┌─ EXCERPTED DATA

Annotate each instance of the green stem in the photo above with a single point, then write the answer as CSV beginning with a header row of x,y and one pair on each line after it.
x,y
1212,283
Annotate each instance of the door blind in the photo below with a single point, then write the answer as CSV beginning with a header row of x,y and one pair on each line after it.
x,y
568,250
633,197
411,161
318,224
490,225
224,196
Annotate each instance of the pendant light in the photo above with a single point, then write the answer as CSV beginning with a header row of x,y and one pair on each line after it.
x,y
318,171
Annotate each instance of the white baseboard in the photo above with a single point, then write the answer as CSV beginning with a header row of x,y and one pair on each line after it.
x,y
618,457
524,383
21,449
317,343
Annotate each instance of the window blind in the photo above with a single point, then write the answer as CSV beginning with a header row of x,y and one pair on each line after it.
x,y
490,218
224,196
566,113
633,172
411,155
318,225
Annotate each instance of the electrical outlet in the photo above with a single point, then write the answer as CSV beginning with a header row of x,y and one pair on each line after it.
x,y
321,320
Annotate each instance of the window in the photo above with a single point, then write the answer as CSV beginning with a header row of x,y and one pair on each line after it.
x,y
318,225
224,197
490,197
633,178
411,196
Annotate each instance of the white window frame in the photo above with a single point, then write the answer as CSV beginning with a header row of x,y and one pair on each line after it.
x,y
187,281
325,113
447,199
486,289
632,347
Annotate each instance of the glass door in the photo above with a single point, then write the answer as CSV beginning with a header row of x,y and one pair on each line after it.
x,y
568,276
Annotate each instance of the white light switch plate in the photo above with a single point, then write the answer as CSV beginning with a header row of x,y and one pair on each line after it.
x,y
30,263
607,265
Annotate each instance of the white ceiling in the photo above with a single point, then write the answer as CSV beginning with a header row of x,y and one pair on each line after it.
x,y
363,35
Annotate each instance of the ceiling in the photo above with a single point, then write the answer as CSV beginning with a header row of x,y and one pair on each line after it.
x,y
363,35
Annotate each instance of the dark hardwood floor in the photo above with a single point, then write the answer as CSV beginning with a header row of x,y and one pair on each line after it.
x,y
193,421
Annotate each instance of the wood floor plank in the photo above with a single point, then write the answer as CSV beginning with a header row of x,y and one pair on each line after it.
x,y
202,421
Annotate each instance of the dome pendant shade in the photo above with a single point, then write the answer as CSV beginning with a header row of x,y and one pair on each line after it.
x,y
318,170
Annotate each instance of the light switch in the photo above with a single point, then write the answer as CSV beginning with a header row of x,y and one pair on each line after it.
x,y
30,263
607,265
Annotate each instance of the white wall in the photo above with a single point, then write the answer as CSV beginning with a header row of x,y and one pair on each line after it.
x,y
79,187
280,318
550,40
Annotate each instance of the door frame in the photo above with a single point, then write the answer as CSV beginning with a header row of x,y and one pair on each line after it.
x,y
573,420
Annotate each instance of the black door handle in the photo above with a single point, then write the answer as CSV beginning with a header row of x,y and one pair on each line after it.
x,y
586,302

└─

EXERCISE INSTRUCTIONS = Reproduce the data in full, exactly as presented.

ANSWER SPACE =
Annotate each instance of the green stem in the photo above with a single point, then write the answer as CSV beginning with a header row of x,y and one pair on each line after it.
x,y
1212,283
Annotate each instance of the door blind in the photo below with a single point, then write the answer as CSV beginning with a header row of x,y and one pair on each line after it.
x,y
568,250
633,197
411,161
318,224
490,225
224,196
Annotate each instance of the pendant light in the photo above with a single point, then write the answer as CSV beginning with a header row of x,y and one pair on each line after it.
x,y
318,171
Annotate each instance of the white baseboard in the photo above with a single point, then write the answer as CSV beginning with a header row of x,y and one pair on each line after it.
x,y
618,457
524,383
21,449
317,343
Annotate each instance of the window blind in the photo above with a single point, then write the answer as CSV beginning with a header row of x,y and one pair on each line after it.
x,y
490,218
224,196
566,113
633,172
411,155
318,225
Annotate each instance of the electrical outlet in the photo above with a single point, then write the answer as CSV beginning with a header row of x,y and one pair on each line after it.
x,y
321,320
Annotate each instance of the window in the photo above with a single point, then write the answer as CSV beginning with a header row of x,y and one pair on each line after it.
x,y
318,225
224,197
490,197
633,178
411,196
Annotate each instance of the white window frame in the photo above with a single point, then write the answer as CSV beginning with a header row of x,y and one pair on each line after it.
x,y
187,281
325,113
447,199
486,289
632,347
Annotate each instance of the glass door in the photo above with a single point, then write the answer as CSV beginning with a header row of x,y and one pair on each line after it.
x,y
568,276
Annotate each instance of the white light switch plate in the photo above with a single point, then write the answer as CSV beginning with a header row of x,y and one pair on each line after it.
x,y
30,263
607,265
Annotate each instance of the white ceiling in the photo above with a single point, then write the answer as CSV beginning with a header row of x,y and one pair on each line after it.
x,y
363,35
Annotate each instance of the ceiling in the photo above with a single point, then write the answer as CSV beginning with a header row of x,y and one pair on each line after it.
x,y
363,35
Annotate each instance of the dark hardwood floor in the photo above with a single point, then write the answer as CSV beginning with a header row of x,y and one pair on each line after it.
x,y
193,421
Annotate each instance of the wood floor plank in the photo above with a single point, then write the answer as CSV beginning with a header row of x,y and one pair on each line after it.
x,y
202,421
Annotate each instance of the dome pendant shade in the photo above with a single point, then write the answer as CSV beginning with a header row of x,y and one pair on each line after it.
x,y
318,170
Annotate each instance of the light switch in the photo above with a single point, then write the answer as CSV beginning with a header row of x,y and one pair on each line after it.
x,y
30,263
607,265
Annotate each instance of the white wall in the photo above with a single point, then write the answer as CSV beginning with a header row of x,y and one pair on each line after it.
x,y
79,187
280,318
550,40
Annotate each instance of the door frame in the photo above with a single point, then write the answer as CSV beginning with a header row of x,y and one pair on each line after it.
x,y
573,420
Annotate each instance of the black door handle in the photo above with a single point, then write the answer as CSV beginning with a header row of x,y and one pair on each line after it.
x,y
586,302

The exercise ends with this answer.